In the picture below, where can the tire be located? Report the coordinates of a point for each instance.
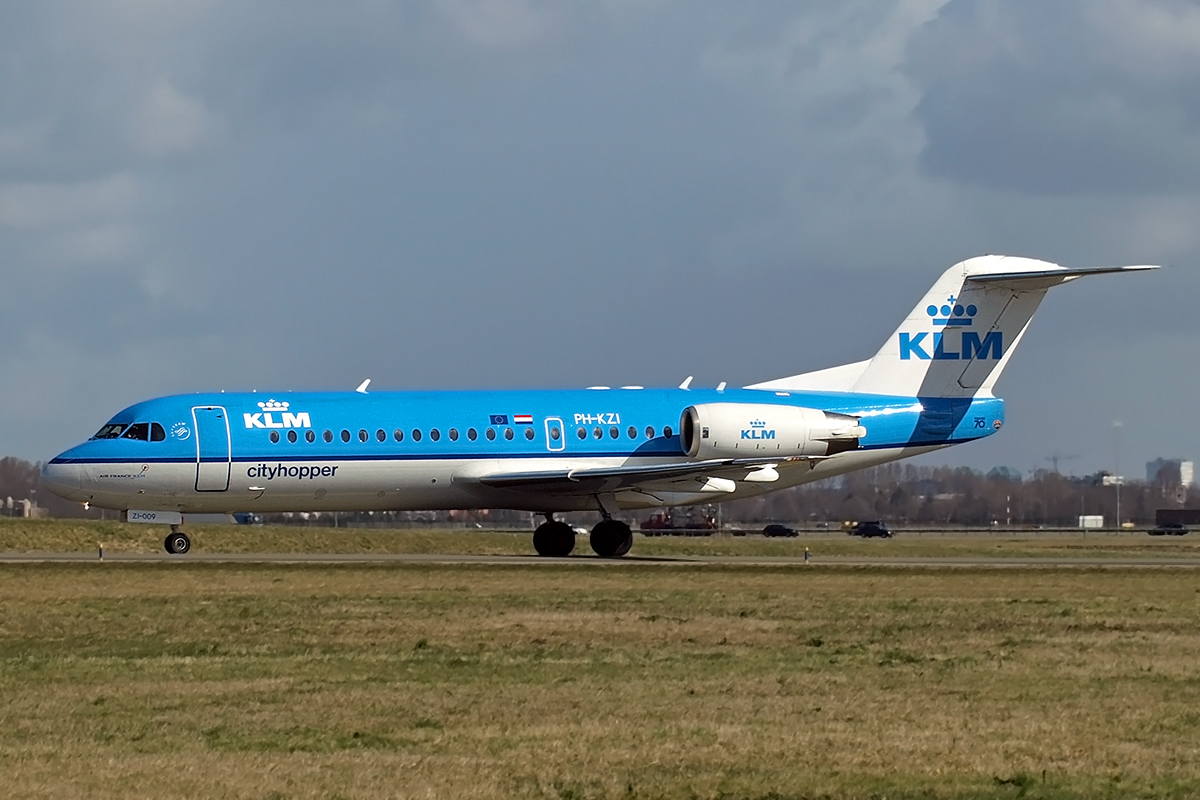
(178, 543)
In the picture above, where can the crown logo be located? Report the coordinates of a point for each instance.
(952, 313)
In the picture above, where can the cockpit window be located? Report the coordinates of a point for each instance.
(139, 431)
(111, 431)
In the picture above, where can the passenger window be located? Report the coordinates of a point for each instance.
(139, 431)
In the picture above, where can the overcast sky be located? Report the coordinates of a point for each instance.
(487, 193)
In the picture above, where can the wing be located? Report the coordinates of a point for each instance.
(593, 480)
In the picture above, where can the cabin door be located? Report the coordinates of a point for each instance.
(556, 434)
(213, 456)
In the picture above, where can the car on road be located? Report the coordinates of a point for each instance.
(1169, 529)
(870, 529)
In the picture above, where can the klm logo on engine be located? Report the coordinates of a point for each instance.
(265, 419)
(939, 346)
(757, 429)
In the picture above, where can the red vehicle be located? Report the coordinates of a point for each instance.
(661, 523)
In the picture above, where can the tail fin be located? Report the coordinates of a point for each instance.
(960, 336)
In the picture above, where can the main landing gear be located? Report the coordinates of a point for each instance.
(610, 539)
(177, 541)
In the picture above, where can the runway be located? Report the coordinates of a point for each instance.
(585, 561)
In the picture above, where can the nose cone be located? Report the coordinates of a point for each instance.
(64, 476)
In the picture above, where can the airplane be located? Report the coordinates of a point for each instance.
(600, 449)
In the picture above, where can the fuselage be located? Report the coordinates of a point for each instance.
(300, 451)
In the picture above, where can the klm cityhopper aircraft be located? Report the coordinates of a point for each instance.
(607, 450)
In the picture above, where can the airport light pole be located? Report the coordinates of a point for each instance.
(1116, 449)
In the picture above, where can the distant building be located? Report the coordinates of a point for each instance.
(1006, 473)
(1170, 473)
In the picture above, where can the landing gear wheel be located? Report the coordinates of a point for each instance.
(553, 539)
(611, 539)
(178, 542)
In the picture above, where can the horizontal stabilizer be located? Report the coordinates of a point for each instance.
(1047, 278)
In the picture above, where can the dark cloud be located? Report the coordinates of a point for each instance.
(1061, 97)
(461, 193)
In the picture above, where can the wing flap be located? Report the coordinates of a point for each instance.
(591, 480)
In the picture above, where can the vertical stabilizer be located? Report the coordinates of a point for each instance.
(960, 336)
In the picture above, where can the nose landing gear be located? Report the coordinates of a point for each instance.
(177, 541)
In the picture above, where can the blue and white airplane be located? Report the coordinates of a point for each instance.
(606, 450)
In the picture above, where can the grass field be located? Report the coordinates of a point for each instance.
(465, 681)
(83, 536)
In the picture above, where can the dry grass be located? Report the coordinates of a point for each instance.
(83, 536)
(441, 681)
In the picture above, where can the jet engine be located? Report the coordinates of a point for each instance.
(756, 431)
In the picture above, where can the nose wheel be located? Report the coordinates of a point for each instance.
(177, 542)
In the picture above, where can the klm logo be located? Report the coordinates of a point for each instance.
(265, 419)
(936, 346)
(757, 429)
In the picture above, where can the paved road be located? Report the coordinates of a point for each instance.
(595, 561)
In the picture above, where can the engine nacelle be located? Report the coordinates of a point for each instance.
(755, 431)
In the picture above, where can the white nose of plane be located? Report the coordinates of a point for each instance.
(64, 477)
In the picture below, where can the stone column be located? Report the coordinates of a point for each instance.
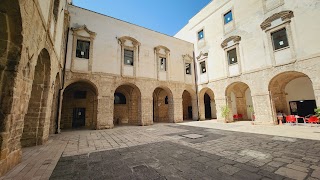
(146, 111)
(178, 110)
(263, 109)
(195, 109)
(105, 108)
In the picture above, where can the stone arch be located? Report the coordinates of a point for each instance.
(292, 93)
(207, 105)
(189, 105)
(79, 105)
(239, 100)
(130, 112)
(163, 105)
(54, 108)
(36, 121)
(10, 56)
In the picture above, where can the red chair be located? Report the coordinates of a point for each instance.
(235, 117)
(291, 119)
(312, 120)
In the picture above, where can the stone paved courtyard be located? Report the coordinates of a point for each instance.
(171, 151)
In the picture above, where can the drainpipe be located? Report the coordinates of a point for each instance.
(63, 81)
(196, 83)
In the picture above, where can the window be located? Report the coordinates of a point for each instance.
(232, 56)
(280, 39)
(188, 68)
(80, 95)
(56, 9)
(119, 98)
(128, 57)
(83, 48)
(228, 17)
(163, 64)
(203, 67)
(200, 35)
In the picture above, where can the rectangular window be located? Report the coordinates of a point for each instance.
(83, 48)
(228, 17)
(163, 64)
(280, 39)
(203, 68)
(200, 35)
(188, 68)
(232, 56)
(128, 57)
(80, 95)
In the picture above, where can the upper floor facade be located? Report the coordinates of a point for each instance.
(102, 44)
(233, 37)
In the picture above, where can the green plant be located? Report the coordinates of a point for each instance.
(225, 112)
(317, 111)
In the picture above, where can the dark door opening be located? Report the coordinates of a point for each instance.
(79, 117)
(303, 107)
(189, 112)
(207, 104)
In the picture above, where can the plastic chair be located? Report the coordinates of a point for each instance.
(291, 119)
(312, 120)
(235, 117)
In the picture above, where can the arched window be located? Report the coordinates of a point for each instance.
(119, 98)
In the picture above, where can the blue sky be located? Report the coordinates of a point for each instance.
(165, 16)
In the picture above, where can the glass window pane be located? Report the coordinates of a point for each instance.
(128, 57)
(200, 35)
(203, 67)
(232, 56)
(228, 17)
(280, 39)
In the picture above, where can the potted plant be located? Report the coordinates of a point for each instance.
(317, 112)
(251, 110)
(225, 113)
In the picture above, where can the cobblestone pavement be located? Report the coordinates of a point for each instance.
(170, 151)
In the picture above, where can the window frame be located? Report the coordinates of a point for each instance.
(236, 56)
(201, 68)
(224, 17)
(86, 53)
(124, 57)
(286, 40)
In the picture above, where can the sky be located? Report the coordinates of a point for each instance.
(164, 16)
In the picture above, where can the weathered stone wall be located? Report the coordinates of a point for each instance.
(139, 109)
(26, 36)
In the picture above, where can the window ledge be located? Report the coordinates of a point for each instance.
(288, 47)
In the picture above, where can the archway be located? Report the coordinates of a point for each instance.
(54, 107)
(12, 107)
(207, 104)
(187, 105)
(36, 119)
(239, 100)
(292, 93)
(79, 106)
(127, 105)
(163, 105)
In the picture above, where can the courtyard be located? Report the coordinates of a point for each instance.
(189, 150)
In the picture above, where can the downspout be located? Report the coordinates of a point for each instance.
(196, 84)
(63, 81)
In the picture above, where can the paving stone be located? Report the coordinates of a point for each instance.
(230, 170)
(290, 173)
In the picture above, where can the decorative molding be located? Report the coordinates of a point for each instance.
(158, 48)
(123, 39)
(202, 54)
(284, 15)
(85, 28)
(235, 39)
(187, 57)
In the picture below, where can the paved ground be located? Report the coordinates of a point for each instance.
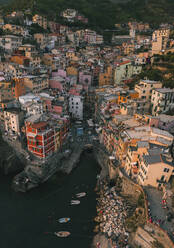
(157, 212)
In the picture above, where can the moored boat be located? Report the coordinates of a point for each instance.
(62, 234)
(63, 220)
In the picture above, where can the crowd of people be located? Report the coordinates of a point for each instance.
(112, 213)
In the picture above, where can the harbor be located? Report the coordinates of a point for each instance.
(36, 213)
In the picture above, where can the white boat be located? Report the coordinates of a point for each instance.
(75, 202)
(82, 194)
(63, 220)
(62, 234)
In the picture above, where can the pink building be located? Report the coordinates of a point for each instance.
(85, 78)
(55, 83)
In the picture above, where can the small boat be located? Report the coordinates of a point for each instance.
(63, 220)
(62, 234)
(75, 202)
(80, 194)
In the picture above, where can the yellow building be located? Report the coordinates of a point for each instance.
(106, 78)
(155, 170)
(159, 40)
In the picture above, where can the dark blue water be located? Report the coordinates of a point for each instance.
(25, 218)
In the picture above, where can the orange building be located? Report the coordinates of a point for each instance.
(18, 87)
(106, 78)
(71, 70)
(20, 60)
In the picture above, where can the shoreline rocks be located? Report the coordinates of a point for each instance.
(110, 219)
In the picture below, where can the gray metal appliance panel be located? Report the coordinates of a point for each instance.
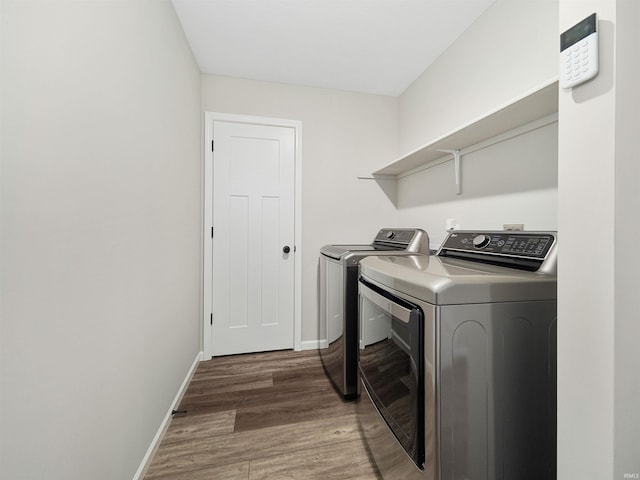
(444, 281)
(336, 305)
(497, 391)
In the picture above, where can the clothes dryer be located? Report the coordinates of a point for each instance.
(457, 359)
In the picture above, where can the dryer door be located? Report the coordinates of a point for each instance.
(392, 366)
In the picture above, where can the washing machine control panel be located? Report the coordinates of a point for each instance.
(502, 243)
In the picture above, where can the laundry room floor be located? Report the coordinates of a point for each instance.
(263, 416)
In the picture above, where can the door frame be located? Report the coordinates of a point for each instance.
(207, 296)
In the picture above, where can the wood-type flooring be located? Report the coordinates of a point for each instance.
(263, 416)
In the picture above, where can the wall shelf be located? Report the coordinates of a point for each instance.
(533, 105)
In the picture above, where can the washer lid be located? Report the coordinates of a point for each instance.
(449, 281)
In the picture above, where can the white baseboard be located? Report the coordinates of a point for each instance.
(313, 344)
(155, 443)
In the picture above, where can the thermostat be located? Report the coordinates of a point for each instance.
(579, 52)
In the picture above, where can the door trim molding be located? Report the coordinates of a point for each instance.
(207, 296)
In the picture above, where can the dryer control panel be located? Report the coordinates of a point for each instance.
(518, 249)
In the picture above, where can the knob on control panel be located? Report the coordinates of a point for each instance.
(481, 241)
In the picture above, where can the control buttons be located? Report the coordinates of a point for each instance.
(481, 241)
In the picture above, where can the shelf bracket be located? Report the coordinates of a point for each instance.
(456, 168)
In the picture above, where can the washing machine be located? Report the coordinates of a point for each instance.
(457, 359)
(338, 299)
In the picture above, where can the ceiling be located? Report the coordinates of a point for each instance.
(369, 46)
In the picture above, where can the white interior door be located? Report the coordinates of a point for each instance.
(253, 227)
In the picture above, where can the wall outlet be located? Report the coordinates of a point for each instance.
(513, 226)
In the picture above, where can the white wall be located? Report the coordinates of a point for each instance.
(343, 135)
(101, 223)
(598, 329)
(627, 308)
(510, 50)
(514, 181)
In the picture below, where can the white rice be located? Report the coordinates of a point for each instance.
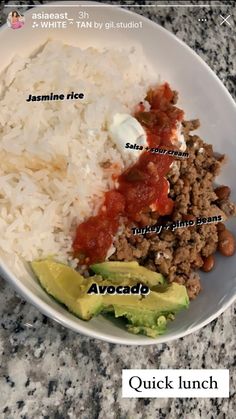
(50, 175)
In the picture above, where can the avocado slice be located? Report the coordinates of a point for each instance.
(115, 271)
(68, 287)
(149, 315)
(174, 299)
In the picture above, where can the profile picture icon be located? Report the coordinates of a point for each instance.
(15, 20)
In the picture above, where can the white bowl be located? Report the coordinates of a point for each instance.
(202, 95)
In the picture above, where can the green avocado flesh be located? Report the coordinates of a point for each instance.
(145, 314)
(68, 287)
(127, 270)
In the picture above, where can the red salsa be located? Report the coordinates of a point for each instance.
(142, 185)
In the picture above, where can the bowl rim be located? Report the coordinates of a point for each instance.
(52, 313)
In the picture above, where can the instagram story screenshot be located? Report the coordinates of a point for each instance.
(117, 209)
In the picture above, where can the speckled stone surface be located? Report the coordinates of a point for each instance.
(49, 372)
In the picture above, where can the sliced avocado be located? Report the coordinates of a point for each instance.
(152, 331)
(128, 271)
(149, 315)
(68, 287)
(171, 301)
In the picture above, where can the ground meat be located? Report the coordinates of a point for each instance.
(178, 254)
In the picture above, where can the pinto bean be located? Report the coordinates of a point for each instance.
(208, 264)
(226, 243)
(222, 192)
(221, 227)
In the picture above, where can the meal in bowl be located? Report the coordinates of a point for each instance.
(104, 191)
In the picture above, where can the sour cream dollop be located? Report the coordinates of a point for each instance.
(126, 129)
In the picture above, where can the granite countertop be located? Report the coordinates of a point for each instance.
(47, 371)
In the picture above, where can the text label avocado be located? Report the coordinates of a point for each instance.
(120, 289)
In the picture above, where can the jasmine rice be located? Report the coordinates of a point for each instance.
(52, 175)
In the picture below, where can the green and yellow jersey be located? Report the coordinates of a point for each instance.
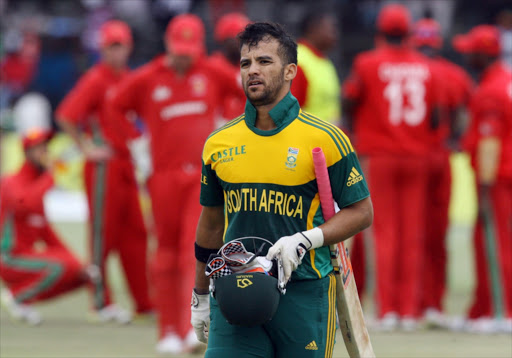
(266, 181)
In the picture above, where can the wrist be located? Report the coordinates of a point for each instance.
(315, 237)
(201, 291)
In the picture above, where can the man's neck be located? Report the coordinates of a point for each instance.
(263, 119)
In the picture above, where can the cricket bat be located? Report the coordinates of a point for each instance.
(350, 314)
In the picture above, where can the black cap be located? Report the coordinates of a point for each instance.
(247, 299)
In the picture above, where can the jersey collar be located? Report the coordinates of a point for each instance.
(282, 115)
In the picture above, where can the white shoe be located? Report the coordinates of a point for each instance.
(18, 311)
(171, 343)
(483, 325)
(111, 313)
(409, 324)
(388, 323)
(456, 324)
(435, 319)
(505, 325)
(192, 344)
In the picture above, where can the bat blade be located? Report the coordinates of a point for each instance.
(350, 314)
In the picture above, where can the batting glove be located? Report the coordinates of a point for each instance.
(200, 307)
(293, 248)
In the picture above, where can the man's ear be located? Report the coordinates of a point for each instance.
(290, 71)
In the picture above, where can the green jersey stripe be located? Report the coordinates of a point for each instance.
(7, 235)
(332, 128)
(308, 122)
(227, 125)
(55, 271)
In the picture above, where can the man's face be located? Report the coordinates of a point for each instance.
(182, 63)
(38, 154)
(263, 72)
(117, 54)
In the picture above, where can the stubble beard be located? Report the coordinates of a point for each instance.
(269, 94)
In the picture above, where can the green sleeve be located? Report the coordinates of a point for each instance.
(347, 181)
(211, 190)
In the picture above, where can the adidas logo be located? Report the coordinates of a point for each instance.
(312, 346)
(354, 178)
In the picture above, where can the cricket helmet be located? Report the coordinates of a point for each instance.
(248, 297)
===============
→ Work to do: Emit the lines of the data above from the one containing "In the picture below, where can the green" through its final line, both endpoints included. Pictures do not belong in the output.

→ Output of the task:
In the picture below, where can the green and yellow jersey be located? Report the coordinates of a point for each instance.
(266, 181)
In the picture above, where can the wrist be located? Report the coordinates of a point for each instance.
(315, 237)
(201, 291)
In the picture above, where can the man's neck be located? Report the coordinates of a point for each instance.
(263, 119)
In the picture above, where can the cricket bat be located? Report the coordinates of a point for each instance.
(350, 314)
In the picture above, where can the black cap be located? Report the coordinates of a point for each instance.
(247, 299)
In the picture above, where can the jersey collar be located? Report the coordinates of a point for each instance.
(282, 115)
In the picture above, where can the white shoe be located? Report the coordinates of a point for each instance.
(18, 311)
(171, 343)
(483, 325)
(111, 313)
(409, 324)
(388, 323)
(456, 324)
(435, 319)
(505, 325)
(192, 344)
In the picture above, where can the bat blade be located? Report the coordinates of a point for each instance.
(350, 314)
In the picture above, where can the batting glove be located? Report the coordinates of a point for each instance.
(200, 307)
(293, 248)
In the picture above, where can the man's ear be located? Report the coordinates of a point for each instance.
(290, 71)
In the picture above, where can the green jersey stripe be located? Report the coordinates of a point for each instance.
(7, 235)
(332, 128)
(308, 122)
(227, 125)
(55, 271)
In the picture above, where can the man's face be located? Report the coordinates of a point for each instance.
(182, 63)
(38, 154)
(263, 72)
(117, 54)
In the picture above, where can the stubble beard be located? Report the coordinates of a point for each instance.
(269, 94)
In the picture above, where can the green sleeve be located? Report the coordinates of a point for each instance.
(347, 181)
(211, 190)
In the picture above, where can the adidas logo be located? Report the coordinates of a point for each instance.
(312, 346)
(354, 178)
In the picture above, where can the cricket helmet be located? Report the coordinates of a point for each instance.
(248, 297)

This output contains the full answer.